Auschwitz  4 Février 2017

Mes chères amies,

La journée a été longue, fatigante,  et dans quelques instants nous allons repartir vers la France, nos maisons, nos familles, nos amis, nos lycées, nos boulots.
Alors, avant de quitter ce lieu de désolation, je voudrais, avec vous, rendre hommage à Simone Veil dont nous avons beaucoup parlé depuis ce matin.
Aujourd’hui, Madame Veil n’est plus là, avec nous, mais elle est dans nos pensées, elle qui avait si souvent dit que lors de son dernier soupir, c’est encore et toujours à la Shoah qu’elle penserait.
Je l’ai accompagnée ici.  Je l’ai écoutée ici.
Parfois elle portait  témoignage pour tous les juifs assassinés.
Parfois, elle portait témoignage pour toutes les femmes assassinées.
Parfois, elle portait témoignage pour toutes les jeunes mères accouchées, aux nouveaux nés aussitôt étouffés, ou jetés vivants sur les barbelés.
Quel message était le sien ?

### [Consigne]
Reproduisez, s'il vous plaît, sans rien changer, le passage de l'hommage à Simone Veil qui commence aux mots « Auschwitz  4 Février » et s'arrête après « les femmes assassinées. ».

Entrées enregistrées:
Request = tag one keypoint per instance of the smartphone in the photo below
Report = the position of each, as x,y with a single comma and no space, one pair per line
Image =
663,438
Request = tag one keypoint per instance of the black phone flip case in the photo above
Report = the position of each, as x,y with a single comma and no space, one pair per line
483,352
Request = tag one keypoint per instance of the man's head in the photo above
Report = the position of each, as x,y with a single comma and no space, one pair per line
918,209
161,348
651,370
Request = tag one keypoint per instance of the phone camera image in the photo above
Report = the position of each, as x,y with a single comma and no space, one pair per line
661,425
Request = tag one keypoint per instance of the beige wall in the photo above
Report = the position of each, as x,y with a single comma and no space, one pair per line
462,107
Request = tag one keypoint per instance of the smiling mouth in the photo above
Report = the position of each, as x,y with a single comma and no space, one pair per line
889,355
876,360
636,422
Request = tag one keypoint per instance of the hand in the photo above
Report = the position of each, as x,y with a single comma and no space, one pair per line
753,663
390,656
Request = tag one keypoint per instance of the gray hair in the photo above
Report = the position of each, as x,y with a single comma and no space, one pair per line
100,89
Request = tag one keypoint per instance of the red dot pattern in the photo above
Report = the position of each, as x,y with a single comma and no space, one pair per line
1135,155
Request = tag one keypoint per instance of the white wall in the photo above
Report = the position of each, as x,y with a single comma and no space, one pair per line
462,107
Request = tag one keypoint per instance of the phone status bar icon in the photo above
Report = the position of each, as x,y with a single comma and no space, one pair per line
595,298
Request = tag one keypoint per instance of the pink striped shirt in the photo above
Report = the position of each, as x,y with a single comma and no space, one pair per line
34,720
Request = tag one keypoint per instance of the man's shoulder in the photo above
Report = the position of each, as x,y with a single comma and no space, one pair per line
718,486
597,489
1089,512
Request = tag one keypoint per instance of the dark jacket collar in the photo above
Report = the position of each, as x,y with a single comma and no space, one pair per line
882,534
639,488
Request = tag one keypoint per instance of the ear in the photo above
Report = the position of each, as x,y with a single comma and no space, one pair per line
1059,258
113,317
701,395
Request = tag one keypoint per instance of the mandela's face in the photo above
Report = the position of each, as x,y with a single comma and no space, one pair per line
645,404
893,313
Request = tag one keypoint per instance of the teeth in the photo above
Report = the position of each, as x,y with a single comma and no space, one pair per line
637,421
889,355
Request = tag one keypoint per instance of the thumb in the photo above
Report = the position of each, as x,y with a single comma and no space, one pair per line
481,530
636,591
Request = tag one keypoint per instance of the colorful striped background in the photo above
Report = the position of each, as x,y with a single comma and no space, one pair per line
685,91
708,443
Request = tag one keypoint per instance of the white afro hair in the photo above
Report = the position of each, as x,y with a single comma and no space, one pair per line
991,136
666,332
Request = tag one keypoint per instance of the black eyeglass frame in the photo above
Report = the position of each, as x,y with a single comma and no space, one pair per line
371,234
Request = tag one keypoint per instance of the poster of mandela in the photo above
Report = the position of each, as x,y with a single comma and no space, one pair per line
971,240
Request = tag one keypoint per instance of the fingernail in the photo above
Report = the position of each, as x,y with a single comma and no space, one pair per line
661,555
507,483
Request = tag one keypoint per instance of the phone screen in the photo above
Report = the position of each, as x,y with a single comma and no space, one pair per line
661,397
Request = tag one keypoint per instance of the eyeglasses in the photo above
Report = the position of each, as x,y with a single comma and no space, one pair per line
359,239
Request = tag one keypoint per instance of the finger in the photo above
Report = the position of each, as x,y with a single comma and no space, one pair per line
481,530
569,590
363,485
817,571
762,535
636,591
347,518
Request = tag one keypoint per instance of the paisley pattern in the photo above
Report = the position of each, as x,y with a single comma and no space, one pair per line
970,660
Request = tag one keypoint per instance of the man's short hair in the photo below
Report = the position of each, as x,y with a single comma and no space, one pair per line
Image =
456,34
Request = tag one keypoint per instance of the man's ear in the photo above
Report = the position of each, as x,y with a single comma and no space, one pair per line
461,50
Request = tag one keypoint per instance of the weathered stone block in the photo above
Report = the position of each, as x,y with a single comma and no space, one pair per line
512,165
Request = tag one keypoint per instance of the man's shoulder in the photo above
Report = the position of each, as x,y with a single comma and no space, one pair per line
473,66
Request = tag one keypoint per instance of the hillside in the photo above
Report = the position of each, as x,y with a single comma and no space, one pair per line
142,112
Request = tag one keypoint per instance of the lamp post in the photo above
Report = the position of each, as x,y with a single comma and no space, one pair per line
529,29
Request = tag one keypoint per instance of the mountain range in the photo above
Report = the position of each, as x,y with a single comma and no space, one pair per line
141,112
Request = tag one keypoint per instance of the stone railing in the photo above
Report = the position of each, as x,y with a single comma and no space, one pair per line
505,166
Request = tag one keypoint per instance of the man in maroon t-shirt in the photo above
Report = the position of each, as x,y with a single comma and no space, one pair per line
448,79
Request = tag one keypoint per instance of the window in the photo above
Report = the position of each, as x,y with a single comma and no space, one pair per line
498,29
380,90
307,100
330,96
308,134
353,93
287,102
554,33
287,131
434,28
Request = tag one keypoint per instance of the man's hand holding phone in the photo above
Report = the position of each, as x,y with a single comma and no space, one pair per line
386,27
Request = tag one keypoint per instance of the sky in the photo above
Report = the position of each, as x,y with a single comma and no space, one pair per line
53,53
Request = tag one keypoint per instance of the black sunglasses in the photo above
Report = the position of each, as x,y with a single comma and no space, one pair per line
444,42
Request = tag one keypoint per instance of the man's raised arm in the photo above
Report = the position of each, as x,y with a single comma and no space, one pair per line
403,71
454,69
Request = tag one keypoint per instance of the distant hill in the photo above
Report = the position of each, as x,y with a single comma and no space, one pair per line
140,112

### [Corrigé]
Auschwitz  4 Février 2017

Mes chères amies,

La journée a été longue, fatigante,  et dans quelques instants nous allons repartir vers la France, nos maisons, nos familles, nos amis, nos lycées, nos boulots.
Alors, avant de quitter ce lieu de désolation, je voudrais, avec vous, rendre hommage à Simone Veil dont nous avons beaucoup parlé depuis ce matin.
Aujourd’hui, Madame Veil n’est plus là, avec nous, mais elle est dans nos pensées, elle qui avait si souvent dit que lors de son dernier soupir, c’est encore et toujours à la Shoah qu’elle penserait.
Je l’ai accompagnée ici.  Je l’ai écoutée ici.
Parfois elle portait  témoignage pour tous les juifs assassinés.
Parfois, elle portait témoignage pour toutes les femmes assassinées.